Excerpt provided:
7 ═ Sec. 7430(c)(4)(E)(iv) provides that the qualified offer subparagraph "shall not apply to a party which is a prevailing party under any other provision of this paragraph." For the period prior to respondent's answer to the amended petitions, petitioner was not a prevailing party with respect to any of the docketed cases. Thus, it is necessary to determine whether petitioner was a prevailing party based on having submitted a qualified offer during the period prior to respondent's answer.
A qualified offer is defined in section 7430(g)(1) as a written offer which:
(A) is made by the taxpayer to the United States during the qualified offer period;
(B) specifies the offered amount of the taxpayer's liability (determined without regard to interest);
(C) is designated at the time it is made as a qualified offer for purposes of this section; and
(D) remains open during the period beginning on the date it is made and ending on the earliest of the date the offer is rejected, the date the trial begins, or the 90th day after the date the offer is made.
Respondent argues that petitioner's offers were not qualified offers because they were not made during the qualified offer period and because they do not specify the amount of petitioner's liability. 8
8 ═ Respondent does not argue, and thus we do not consider, that petitioner's offer not be considered a qualified offer because petitioner failed to provide respondent with the substantiation and legal and factual arguments necessary for informed consideration of petitioner's claim for relief as required by sec. 301.7430-7(c)(4), Proced. & Admin. Regs.
1. Qualified Offer Period
Respondent argues that petitioner's offers could not be a qualified offer because they were not made within the qualified offer period. The qualified offer period begins on the date respondent informs the taxpayer of a proposed deficiency and "ending on the date which is 30 days before the date the case is first set for trial." Sec. 7430(g). Respondent interprets this provision to mean that if a case is not removed from the trial calendar more than 30 days before the case is set for trial, then a continuance will not serve to extend the qualified offer period. Sec. 301.7430-7(c), (e), Example (13), Proced. & Admin. Regs. Respondent thus concludes, pursuant to section 301.7430-7(e), Proced. & Admin. Regs., that because all but one of petitioner's docketed cases were not removed from the trial calendar more than 30 days before the date set for trial, the qualified offer period for those cases expired before petitioner's offers.

Supplied data:
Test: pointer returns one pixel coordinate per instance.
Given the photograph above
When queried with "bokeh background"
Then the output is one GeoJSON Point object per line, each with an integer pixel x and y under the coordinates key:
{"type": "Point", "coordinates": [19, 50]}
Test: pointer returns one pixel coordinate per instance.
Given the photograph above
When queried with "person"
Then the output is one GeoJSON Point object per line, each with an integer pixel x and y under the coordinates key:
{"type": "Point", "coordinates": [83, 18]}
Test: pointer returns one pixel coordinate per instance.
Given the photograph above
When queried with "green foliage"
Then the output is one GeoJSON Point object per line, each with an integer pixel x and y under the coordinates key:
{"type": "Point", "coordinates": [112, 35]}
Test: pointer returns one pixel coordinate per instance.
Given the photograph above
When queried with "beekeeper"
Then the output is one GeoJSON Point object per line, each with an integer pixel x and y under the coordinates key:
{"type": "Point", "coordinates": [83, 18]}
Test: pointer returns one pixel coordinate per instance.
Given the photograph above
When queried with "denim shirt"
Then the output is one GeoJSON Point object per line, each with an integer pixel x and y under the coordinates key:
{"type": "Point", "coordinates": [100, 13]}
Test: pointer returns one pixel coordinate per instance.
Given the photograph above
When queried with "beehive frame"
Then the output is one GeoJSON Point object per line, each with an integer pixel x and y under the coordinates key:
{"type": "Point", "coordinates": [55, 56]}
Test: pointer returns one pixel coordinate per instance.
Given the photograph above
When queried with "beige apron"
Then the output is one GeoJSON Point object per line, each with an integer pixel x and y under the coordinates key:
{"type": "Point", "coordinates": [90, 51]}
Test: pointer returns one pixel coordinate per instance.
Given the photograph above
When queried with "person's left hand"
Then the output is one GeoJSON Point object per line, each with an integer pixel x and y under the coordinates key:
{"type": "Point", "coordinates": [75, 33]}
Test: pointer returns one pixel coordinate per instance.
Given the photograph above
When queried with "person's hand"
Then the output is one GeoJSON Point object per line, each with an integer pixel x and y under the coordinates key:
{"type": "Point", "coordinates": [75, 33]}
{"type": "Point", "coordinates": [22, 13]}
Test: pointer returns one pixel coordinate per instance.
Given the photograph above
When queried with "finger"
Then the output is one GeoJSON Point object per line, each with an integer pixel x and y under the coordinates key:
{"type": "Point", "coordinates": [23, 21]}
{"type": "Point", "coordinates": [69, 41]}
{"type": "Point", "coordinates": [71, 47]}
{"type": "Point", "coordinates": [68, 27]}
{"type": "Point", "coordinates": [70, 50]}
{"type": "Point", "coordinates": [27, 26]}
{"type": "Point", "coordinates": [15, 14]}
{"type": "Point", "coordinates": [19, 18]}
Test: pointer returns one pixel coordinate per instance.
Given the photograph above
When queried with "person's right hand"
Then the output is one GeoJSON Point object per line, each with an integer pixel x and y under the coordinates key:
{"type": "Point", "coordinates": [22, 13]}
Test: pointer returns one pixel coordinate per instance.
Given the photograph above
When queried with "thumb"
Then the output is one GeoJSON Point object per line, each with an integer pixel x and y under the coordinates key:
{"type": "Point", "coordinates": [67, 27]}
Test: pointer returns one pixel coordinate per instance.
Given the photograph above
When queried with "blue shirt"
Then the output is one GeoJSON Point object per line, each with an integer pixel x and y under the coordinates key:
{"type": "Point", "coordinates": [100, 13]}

List of tasks:
**1)** Duplicate the stretch of the qualified offer passage from "Respondent argues that petitioner's offers were" through "301.7430-7(c)(4), Proced. & Admin. Regs.", keeping its wording unchanged.
**2)** Pull out each line of the listing that contains the string "hand", treating uppercase and lowercase as distinct.

Replies:
**1)**
Respondent argues that petitioner's offers were not qualified offers because they were not made during the qualified offer period and because they do not specify the amount of petitioner's liability. 8
8 ═ Respondent does not argue, and thus we do not consider, that petitioner's offer not be considered a qualified offer because petitioner failed to provide respondent with the substantiation and legal and factual arguments necessary for informed consideration of petitioner's claim for relief as required by sec. 301.7430-7(c)(4), Proced. & Admin. Regs.

**2)**
When queried with "person's left hand"
When queried with "person's hand"
When queried with "person's right hand"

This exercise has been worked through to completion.